#### [Zitierte Textstelle]
————

AZ-Trend: Die MVG hat zu viele Barrieren

München - Rund 265.000 Menschen (17 Prozent der Münchner) sind im Rentenalter, also 65 Jahre oder älter. Damit gibt es mehr Ältere in der Stadt als Münchner unter 20.
Freilich, frisch in Rente geht es den meisten Senioren in München gut: Viele sind heute deutlich fitter, als es Rentner früher waren. Sie reisen, lernen noch einmal eine neue Sprache oder genießen das Münchner Kulturleben.
Allerdings steigt der Anteil derer, die im Alter arm oder von Altersarmut bedroht sind, deutlich. Mehr als 15.000 Rentner sind auf Grundsicherung angewiesen. Bis 2035 werden es laut Sozialreferat 26.000 sein, deren Rente nicht zum Überleben reicht – nicht eingerechnet sind diejenigen, die trotz schwieriger finanzieller Lage keine Grundsicherung beantragen.
Aber auch anderswo drückt der Schuh: "Einsamkeit ist bei vielen Münchner Senioren ein großes Problem", sagt Seniorenbeirats-Chef Reinhard Bauer (SPD). "Rund zwei Drittel der Älteren leben als Single oder verwitwet allein. Die Freunde sterben weg, die Kinder leben in anderen Städten oder kümmern sich aus anderen Gründen nicht." Dann fehlt nicht nur die Geselligkeit, es fehlt auch Unterstützung im Alltag – beim Einkaufen, beim Treppensteigen, wenn Glühbirnen ausgewechselt oder die Gardinen gewaschen werden müssen.

Mangelnde Barrierefreiheit sehen viele als Problem
Auch ein schwieriges Thema: die mangelnde Barrierefreiheit, wenn Senioren öffentliche Verkehrsmittel benutzen. "Viel zu oft sind Rolltreppen oder Aufzüge kaputt", sagt Bauer, "oder es fehlen Absenkungen an Bushaltestellen". Zu schaffen macht vielen Älteren auch, dass immer mehr Bankfilialen in den Vierteln schließen. Bauer hatte schon letztes Jahr Bargeld-Boten gefordert für Senioren, die nur unter großen Schwierigkeiten eine Filiale erreichen.

Wo also soll die Stadt handeln, wenn es um Senioren geht? Das haben wir die Münchnerinnen und Münchner gefragt. Die Befragten konnten mehrere Themen nennen. Dabei sticht ins Auge: Freizeitgestaltung ist ein nachrangiges Problem. Nur 42 Prozent wünschen sich mehr Angebote wie Tanztees oder die Senioren-Volkshochschule.

————

#### [Bereitgestellte Einträge]
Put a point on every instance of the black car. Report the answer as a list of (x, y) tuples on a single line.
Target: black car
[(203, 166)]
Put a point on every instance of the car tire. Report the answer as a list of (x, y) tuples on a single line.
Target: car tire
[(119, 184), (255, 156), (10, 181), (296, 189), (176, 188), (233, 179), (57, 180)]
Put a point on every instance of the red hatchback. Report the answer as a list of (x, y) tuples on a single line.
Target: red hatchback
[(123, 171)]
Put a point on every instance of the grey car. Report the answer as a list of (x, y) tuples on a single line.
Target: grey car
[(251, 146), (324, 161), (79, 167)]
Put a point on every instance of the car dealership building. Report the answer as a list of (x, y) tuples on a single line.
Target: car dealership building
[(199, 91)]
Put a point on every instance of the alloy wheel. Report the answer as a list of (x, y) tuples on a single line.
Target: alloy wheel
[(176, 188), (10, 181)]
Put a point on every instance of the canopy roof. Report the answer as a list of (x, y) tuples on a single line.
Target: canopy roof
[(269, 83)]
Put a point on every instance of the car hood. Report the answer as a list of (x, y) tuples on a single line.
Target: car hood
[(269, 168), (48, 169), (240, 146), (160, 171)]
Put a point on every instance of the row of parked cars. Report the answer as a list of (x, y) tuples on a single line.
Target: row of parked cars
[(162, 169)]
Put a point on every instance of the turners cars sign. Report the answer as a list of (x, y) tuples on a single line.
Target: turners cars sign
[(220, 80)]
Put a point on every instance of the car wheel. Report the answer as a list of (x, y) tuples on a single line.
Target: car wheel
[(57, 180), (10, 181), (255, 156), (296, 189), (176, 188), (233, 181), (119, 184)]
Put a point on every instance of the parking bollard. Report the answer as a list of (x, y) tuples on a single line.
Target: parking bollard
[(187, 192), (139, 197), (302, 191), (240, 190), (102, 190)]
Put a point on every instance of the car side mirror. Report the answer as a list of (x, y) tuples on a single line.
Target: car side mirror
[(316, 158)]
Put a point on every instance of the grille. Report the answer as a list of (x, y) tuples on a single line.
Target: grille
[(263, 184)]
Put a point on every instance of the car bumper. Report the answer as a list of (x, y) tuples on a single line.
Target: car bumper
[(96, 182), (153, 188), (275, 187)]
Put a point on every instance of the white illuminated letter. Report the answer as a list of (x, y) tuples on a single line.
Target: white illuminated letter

————

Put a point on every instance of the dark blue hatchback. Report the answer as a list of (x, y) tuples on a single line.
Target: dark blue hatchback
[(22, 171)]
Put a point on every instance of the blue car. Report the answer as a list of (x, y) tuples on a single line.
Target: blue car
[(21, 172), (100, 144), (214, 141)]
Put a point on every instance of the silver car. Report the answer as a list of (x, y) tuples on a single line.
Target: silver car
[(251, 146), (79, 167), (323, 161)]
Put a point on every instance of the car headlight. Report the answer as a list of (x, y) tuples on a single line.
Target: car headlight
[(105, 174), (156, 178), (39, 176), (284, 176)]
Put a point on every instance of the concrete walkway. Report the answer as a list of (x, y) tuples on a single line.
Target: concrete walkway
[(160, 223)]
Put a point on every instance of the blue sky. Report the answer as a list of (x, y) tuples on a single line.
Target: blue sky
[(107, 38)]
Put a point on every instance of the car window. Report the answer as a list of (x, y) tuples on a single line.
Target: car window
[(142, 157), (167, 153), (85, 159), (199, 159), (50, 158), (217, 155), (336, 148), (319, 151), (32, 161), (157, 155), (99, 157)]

————

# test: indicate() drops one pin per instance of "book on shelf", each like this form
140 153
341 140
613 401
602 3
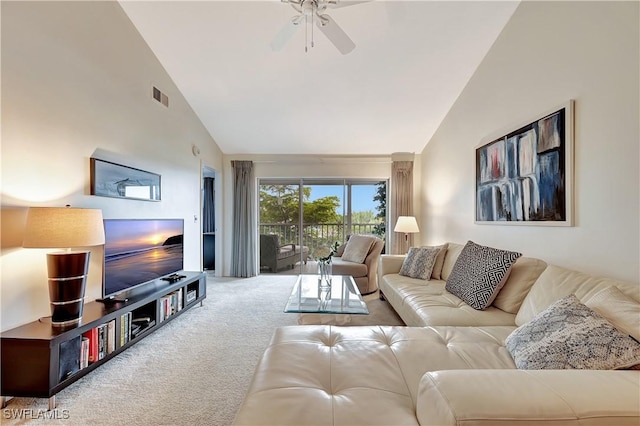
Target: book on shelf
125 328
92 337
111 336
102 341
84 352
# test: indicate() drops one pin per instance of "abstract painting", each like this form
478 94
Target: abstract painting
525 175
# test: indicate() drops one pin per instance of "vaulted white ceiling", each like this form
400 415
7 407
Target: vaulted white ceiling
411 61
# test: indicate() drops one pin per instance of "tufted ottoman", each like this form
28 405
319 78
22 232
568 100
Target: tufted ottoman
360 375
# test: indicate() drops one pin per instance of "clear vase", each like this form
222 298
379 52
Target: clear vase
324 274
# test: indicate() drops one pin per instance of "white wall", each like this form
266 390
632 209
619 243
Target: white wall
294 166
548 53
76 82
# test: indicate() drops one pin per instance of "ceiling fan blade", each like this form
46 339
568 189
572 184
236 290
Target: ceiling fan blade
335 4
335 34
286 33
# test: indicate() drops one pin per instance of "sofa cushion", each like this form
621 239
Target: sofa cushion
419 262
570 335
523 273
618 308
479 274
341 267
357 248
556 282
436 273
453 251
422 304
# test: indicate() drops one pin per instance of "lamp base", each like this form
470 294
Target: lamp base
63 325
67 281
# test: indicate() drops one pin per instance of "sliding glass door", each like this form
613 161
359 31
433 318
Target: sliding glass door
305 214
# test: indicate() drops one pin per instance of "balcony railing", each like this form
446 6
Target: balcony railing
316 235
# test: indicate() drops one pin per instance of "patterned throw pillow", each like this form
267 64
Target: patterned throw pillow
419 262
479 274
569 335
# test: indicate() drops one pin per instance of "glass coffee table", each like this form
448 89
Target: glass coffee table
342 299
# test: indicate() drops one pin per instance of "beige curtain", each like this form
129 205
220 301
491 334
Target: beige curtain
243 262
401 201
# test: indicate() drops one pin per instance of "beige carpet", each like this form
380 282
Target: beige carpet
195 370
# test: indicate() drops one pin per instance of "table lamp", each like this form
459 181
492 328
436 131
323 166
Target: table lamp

————

#### [Aufgabe A]
Nenne sämtliche Alltagssituationen, in denen laut dem Artikel über Münchner Senioren alleinlebenden Älteren die Unterstützung fehlt.
#### [Aufgabe B]
Setze den Artikel über Münchner Senioren im Anschluss an seinen letzten Satz fort.

#### [Ausgabe A]
- beim Einkaufen
- beim Treppensteigen
- wenn Glühbirnen ausgewechselt werden müssen
- wenn die Gardinen gewaschen werden müssen

#### [Ausgabe B]
Mehrheit wünscht sich Hausbesuche mit Hilfe im Alltag
Viel deutlicher ist der Zuspruch bei den "harten" Themen. Fast 70 Prozent finden, dass die Stadt bei der Barrierefreiheit nachbessern muss, weil man mit Rollator, Rollstuhl oder Gehstock nicht ausreichend einfach vorankommt. 66 Prozent wünschen sich einen Ausbau von Hausbesuchen mit Hilfe im Alltag. Die Hälfte wünscht sich mehr Unterstützung, etwa in Alten- und Servicezentren. "Da sind wir mit den aufsuchenden Hausbesuchern auf einem guten Weg", sagt Seniorenbeirats-Chef Reinhard Bauer.
Ebenfalls ein großes Thema in der Stadt: die Gesundheitsversorgung. Hausärztemangel ist zwar eher ein Problem auf dem Land, aber auch in München sind die Wartezimmer oft voll. Trotzdem gaben 65 Prozent der Befragten der Hausärzteversorgung die Schulnoten sehr gut oder gut, 21 Prozent bewertete mit einer 3. Weniger als 15 Prozent gaben eine schlechtere Note – wobei Frauen die Noten 4 bis 6 etwas häufiger vergaben als Männer.

Ähnlich sieht es bei den Kliniken aus. Note 1 bis 2: 60 Prozent, Note 3: 21 Prozent – wobei auffällig ist, dass sich hier immerhin vier Prozent der Befragten gar kein Urteil zutrauen. Erfahrung mit Kliniken sind wohl weniger verbreitet als solche mit dem Hausarzt.